▶ _BRIEF_: Resume the World Prematurity Day guest post about a premature birth, continuing after its final sentence.

▶ _GIVEN TEXT_:
World Prematurity Day
I have a beautiful friend who has been guest posting a couple of times on my blog, she doesn’t have her own blogging platform, but I believe her voice is powerful and she inspires me everytime she encourages me through a private message on facebook, or on email. She has been writing my ‘Diary of a Working Mum’ series and if you’ve read any you’ll agree, she’s a gifted writer, she also has a beautiful little girl who was born at 29 weeks gestation (31 weeks and 3 days pregnant). I asked her if she wanted to share anything for ‘World Prematurity Day’ and she has written me an amazing guest post. Thank you Heather, you are truly one in a million and I know all reading will be blessed, moved, encouraged and inspired after reading this.
I’ve wanted to write this blog piece for so long now but have always chickened out at the last minute, partly because I would not know where to start, but mainly because I am absolutely petrified of re-visiting the memories associated with that time. As I write this, it is exactly 5 years to the day that my premature baby story started. Nick and I are huge football fans. We both used to be season ticket holders at Bolton Wanderers (Nick still is) but now we have Martha, I don’t get to go as much as I’d like. The season of my pregnancy, we decided to try and go to as many away games as we could so I could soak up the football and have something to occupy my time during the weekends where we’d usually be down at the pub having a boozy afternoon followed by a greasy take-away, neither of which is befitting for a pregnant woman!
On Saturday November 13th we headed off to Wolverhampton to watch Bolton beat Wolves 2-3. It was a brilliant day. I can remember taking a picture of us both in the Concourse at half time, laughing together whilst eating the staple half time Footy Pie. That picture is still on my phone. The next picture I took was of a tiny baby, in an incubator, with a cannula in her hand with wires and tubes attached to her. On the giddy journey home from Wolverhampton, we both discussed upcoming fixtures, and deliberated how many of them I would be able to realistically go to before the baby arrived. Little did I know that that would be the last game I attended for quite some time. That night, as I slept, my waters broke. I was 30 weeks and 3 days pregnant.

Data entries
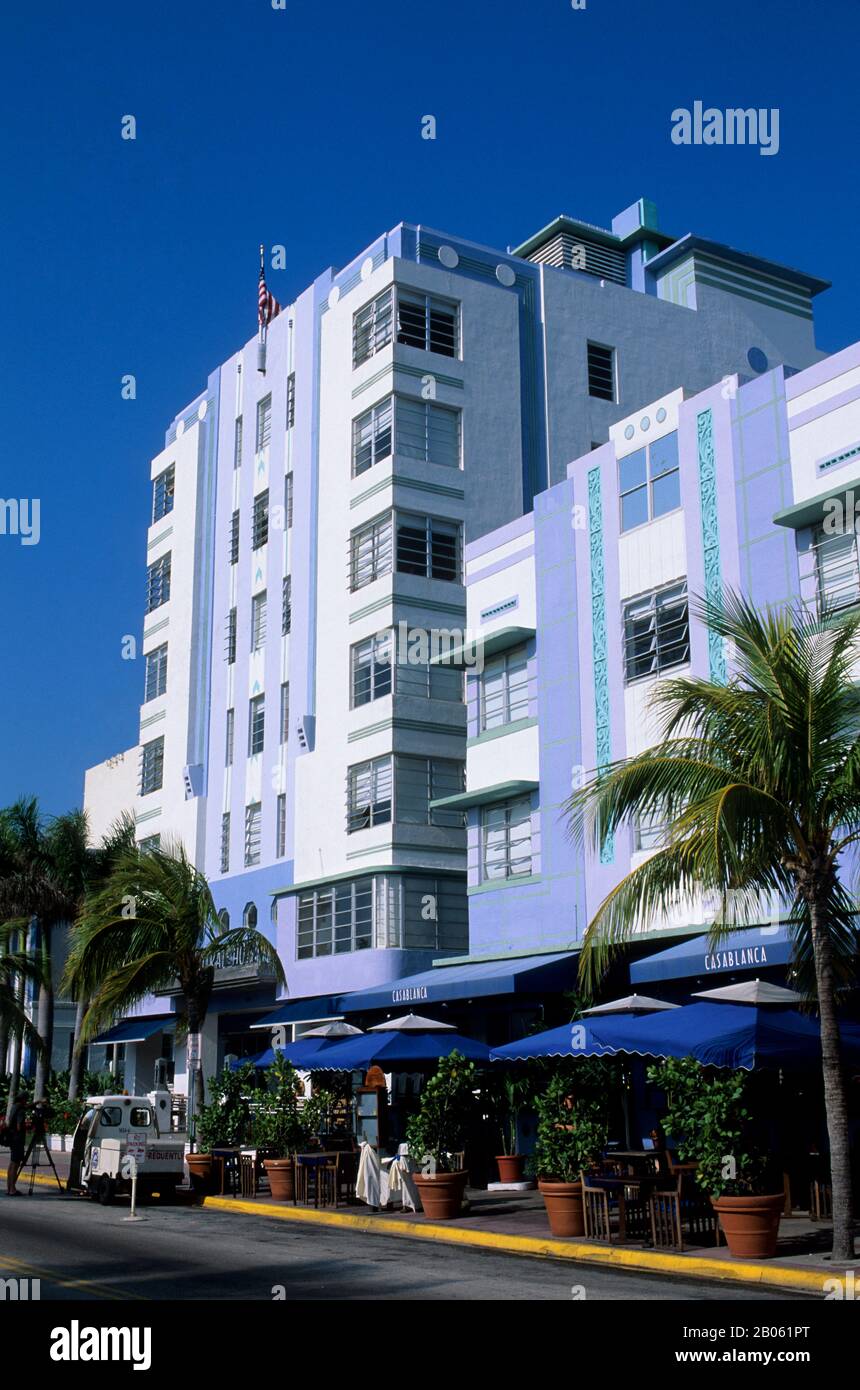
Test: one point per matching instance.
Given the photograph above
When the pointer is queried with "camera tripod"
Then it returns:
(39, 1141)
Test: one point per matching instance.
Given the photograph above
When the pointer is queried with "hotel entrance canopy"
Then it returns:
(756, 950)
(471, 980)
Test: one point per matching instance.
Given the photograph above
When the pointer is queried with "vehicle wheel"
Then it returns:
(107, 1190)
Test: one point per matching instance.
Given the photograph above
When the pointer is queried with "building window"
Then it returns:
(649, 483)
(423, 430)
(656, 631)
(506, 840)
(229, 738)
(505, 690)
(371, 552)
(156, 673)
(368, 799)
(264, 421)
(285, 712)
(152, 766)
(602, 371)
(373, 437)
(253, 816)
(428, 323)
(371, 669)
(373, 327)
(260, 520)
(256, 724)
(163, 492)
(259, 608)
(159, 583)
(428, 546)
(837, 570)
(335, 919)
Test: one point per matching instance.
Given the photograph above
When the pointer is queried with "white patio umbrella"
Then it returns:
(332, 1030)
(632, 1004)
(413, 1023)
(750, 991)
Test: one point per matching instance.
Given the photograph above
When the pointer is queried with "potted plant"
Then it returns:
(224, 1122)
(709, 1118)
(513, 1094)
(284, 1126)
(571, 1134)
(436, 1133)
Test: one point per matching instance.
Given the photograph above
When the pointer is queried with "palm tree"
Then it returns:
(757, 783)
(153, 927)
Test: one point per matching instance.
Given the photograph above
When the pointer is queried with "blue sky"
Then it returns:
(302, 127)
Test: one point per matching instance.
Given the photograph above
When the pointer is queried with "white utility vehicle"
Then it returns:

---

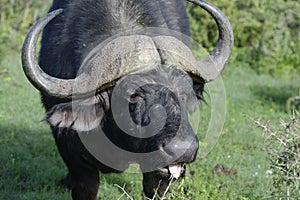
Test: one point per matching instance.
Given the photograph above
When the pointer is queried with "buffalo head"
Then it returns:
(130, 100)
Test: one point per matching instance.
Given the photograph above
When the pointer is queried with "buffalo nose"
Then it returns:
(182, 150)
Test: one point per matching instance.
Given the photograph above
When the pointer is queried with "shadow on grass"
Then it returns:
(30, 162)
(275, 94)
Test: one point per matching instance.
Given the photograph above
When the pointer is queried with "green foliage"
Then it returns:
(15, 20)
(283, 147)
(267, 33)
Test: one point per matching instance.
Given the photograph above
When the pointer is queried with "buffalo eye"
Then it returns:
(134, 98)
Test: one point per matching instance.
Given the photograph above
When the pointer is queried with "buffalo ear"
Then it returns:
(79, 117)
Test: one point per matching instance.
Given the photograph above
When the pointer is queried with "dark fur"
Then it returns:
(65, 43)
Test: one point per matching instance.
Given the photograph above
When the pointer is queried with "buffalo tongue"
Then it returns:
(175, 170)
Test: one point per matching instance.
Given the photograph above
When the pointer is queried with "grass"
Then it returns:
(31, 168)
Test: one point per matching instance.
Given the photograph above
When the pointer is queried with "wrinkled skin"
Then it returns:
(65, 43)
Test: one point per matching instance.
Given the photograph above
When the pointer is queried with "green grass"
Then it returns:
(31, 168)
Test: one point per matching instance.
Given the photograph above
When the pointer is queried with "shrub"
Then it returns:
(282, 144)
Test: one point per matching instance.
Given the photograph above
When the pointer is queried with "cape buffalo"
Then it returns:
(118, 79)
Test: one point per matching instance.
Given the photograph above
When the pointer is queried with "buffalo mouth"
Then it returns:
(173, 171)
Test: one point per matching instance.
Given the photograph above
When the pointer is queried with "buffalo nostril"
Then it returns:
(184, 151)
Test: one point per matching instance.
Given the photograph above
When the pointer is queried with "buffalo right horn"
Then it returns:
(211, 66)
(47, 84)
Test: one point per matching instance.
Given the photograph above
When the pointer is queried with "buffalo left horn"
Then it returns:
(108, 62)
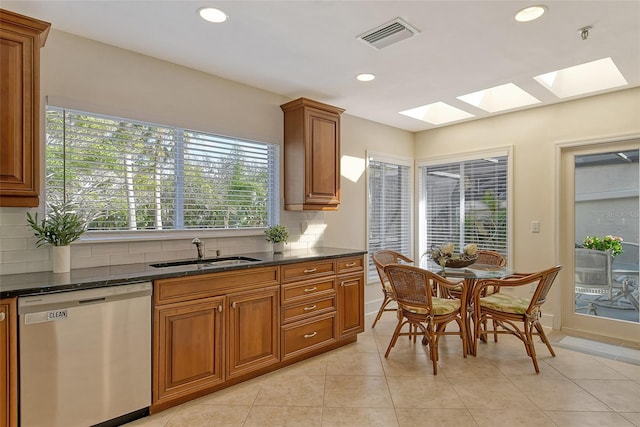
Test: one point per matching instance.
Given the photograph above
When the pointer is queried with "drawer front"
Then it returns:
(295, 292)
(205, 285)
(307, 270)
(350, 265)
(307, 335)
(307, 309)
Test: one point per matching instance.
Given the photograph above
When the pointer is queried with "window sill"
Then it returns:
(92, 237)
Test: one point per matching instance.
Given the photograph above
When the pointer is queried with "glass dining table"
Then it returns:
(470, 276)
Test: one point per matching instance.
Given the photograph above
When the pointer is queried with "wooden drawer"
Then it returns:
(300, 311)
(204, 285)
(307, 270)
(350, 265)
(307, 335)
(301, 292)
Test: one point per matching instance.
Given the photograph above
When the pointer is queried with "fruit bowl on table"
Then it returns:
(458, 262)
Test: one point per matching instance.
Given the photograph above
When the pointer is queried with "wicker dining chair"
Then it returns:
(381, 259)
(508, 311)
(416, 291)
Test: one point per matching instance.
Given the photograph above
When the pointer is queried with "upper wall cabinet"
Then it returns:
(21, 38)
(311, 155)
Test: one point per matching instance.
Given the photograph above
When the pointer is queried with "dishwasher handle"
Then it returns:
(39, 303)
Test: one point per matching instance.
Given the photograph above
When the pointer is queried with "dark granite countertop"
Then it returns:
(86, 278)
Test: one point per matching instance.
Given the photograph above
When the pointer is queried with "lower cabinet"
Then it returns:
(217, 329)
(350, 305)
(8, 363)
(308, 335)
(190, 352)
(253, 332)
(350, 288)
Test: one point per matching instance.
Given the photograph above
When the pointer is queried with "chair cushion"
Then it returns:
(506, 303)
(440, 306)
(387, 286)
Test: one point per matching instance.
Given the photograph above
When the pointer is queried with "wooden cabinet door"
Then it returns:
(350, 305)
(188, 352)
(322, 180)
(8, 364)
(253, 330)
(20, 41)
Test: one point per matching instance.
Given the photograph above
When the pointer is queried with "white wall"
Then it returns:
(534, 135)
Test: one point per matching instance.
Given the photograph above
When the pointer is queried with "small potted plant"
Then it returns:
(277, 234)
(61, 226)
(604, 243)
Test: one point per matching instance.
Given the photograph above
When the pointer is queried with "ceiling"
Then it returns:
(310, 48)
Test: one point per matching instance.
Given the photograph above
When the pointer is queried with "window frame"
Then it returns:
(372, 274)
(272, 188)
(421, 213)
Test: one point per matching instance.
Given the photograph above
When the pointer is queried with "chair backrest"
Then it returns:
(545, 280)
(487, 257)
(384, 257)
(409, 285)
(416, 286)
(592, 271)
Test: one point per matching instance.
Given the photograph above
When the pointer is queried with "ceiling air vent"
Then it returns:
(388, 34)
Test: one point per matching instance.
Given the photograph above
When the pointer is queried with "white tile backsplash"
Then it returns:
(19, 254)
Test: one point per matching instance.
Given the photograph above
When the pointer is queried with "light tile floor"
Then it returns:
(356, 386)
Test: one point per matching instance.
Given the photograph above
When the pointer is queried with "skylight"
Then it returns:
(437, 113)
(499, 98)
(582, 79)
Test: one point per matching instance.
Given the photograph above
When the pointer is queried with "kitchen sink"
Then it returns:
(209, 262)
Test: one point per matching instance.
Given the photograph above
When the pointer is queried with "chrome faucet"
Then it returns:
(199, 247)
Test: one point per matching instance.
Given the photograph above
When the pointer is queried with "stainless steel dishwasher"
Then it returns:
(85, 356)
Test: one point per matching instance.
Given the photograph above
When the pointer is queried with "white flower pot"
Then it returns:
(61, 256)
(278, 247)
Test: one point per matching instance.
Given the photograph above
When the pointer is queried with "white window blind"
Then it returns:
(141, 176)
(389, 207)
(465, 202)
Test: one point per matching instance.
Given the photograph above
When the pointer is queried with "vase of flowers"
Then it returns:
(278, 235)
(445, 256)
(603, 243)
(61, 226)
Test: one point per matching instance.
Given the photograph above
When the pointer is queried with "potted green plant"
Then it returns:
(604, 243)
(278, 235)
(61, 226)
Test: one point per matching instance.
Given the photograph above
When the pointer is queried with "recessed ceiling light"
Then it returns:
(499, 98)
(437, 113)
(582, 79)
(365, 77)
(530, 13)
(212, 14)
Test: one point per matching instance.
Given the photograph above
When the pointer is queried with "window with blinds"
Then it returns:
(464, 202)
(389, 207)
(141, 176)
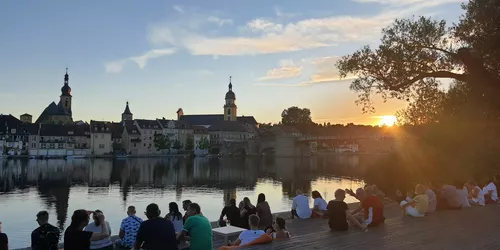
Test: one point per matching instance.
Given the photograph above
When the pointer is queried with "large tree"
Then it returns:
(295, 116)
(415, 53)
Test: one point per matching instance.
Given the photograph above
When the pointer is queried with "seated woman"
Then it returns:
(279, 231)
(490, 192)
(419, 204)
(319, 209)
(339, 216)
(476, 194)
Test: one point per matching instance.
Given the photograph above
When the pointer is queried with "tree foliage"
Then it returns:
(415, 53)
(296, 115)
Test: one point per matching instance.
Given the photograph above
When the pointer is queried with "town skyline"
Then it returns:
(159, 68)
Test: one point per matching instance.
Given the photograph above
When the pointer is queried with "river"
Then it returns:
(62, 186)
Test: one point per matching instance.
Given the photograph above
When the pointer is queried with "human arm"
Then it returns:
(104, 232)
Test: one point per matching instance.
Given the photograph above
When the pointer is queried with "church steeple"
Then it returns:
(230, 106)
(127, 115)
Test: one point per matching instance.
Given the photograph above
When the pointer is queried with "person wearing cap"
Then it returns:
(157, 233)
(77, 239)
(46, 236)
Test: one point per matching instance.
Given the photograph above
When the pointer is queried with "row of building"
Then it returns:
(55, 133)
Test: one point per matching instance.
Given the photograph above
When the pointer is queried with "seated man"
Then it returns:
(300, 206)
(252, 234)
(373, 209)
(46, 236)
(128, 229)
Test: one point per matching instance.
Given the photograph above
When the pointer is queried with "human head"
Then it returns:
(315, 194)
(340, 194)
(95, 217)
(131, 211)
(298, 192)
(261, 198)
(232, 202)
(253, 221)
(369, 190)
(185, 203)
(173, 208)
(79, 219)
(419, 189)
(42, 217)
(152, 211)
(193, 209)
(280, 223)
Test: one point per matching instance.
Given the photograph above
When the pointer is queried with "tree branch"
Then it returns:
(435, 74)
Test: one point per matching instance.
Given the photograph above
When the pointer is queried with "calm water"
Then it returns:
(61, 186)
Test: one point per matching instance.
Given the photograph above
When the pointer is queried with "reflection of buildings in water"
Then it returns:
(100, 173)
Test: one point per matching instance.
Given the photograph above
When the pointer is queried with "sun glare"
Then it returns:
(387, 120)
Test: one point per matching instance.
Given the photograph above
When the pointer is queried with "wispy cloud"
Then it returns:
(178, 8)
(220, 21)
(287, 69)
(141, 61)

...

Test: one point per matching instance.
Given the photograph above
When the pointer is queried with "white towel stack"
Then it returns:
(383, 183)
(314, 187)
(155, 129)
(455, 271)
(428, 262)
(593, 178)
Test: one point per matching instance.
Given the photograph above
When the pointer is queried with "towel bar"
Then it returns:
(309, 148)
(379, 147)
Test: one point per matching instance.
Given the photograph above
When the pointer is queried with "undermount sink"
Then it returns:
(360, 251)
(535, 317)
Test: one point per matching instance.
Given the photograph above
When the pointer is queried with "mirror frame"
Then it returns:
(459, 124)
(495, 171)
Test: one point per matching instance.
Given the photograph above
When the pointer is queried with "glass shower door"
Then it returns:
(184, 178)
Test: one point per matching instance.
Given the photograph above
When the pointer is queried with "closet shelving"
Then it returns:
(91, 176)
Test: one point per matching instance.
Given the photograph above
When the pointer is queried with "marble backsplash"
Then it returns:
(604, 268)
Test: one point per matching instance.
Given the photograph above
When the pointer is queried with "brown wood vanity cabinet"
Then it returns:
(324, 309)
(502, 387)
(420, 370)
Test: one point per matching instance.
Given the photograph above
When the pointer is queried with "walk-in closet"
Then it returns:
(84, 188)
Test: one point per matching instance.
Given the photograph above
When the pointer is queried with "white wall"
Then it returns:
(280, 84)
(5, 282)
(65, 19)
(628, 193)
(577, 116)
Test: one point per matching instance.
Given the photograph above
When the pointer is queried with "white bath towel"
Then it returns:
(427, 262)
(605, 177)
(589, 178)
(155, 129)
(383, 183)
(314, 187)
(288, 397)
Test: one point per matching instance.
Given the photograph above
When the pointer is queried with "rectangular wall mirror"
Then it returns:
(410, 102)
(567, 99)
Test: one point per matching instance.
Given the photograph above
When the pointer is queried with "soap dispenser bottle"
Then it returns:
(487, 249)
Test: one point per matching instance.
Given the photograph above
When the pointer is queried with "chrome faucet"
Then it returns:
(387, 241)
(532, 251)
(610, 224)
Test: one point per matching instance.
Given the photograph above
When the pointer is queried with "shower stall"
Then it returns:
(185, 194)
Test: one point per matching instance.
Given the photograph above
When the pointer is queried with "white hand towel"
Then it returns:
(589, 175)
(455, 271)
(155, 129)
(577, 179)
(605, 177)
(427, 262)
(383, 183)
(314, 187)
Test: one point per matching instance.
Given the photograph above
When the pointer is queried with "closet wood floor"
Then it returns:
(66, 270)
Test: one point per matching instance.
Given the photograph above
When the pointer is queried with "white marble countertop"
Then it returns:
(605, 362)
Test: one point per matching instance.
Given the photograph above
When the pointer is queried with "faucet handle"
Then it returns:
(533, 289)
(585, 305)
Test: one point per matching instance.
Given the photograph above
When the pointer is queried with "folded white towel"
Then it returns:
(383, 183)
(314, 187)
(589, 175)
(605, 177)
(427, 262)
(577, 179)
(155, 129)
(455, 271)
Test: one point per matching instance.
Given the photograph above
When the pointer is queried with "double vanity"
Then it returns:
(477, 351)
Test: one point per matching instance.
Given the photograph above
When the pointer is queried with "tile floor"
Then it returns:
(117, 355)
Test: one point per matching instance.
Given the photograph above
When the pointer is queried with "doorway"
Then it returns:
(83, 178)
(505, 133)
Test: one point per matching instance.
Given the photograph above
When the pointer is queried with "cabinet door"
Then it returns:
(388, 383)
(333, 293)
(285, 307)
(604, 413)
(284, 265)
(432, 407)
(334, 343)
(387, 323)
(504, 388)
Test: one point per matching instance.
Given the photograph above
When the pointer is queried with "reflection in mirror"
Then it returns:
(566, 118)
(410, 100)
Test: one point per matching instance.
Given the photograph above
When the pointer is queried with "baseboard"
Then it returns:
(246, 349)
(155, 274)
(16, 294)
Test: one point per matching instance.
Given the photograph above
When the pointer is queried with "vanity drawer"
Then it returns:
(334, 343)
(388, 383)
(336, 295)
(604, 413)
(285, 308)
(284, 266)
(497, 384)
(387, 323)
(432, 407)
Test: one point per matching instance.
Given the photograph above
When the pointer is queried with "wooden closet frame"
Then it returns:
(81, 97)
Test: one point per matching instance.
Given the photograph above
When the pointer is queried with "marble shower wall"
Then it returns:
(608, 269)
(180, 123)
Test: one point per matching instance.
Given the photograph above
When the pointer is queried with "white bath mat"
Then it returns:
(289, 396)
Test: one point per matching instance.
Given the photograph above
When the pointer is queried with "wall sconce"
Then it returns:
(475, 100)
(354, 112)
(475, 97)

▶ _EXERCISE RESPONSE_:
Waking up to a wet bed is not something you would expect a 36 year old to do, but I was pregnant and my pregnancy hadn’t been a smooth one. I had bled on and off throughout and had been in and out of hospital with various different problems. To make matters worse my baby wasn’t very active. She barely kicked at all, but always had hiccups, something which I found quite reassuring. Upon waking that morning my first thought was ‘I’ve wet the bed. It must be something pregnant women do’ and shared my conclusion with Nick who presumed the same. A couple of hours later Nick and I built a wardrobe (I know, how stupid of me) but I think I was just trying to take my mind off these little trickles that kept seeping out of me. It wasn’t until later on that afternoon as we were walking round Tesco that I finally said ‘Nick, this isn’t right. I’m leaking. I’m going to go to the hospital’. Not wanting to worry him too much nor have us both spend hours in a waiting room at the hospital only to be told everything was fine as had happened many times before, I decided to go on my own, and call Nick as soon as I knew what was going on.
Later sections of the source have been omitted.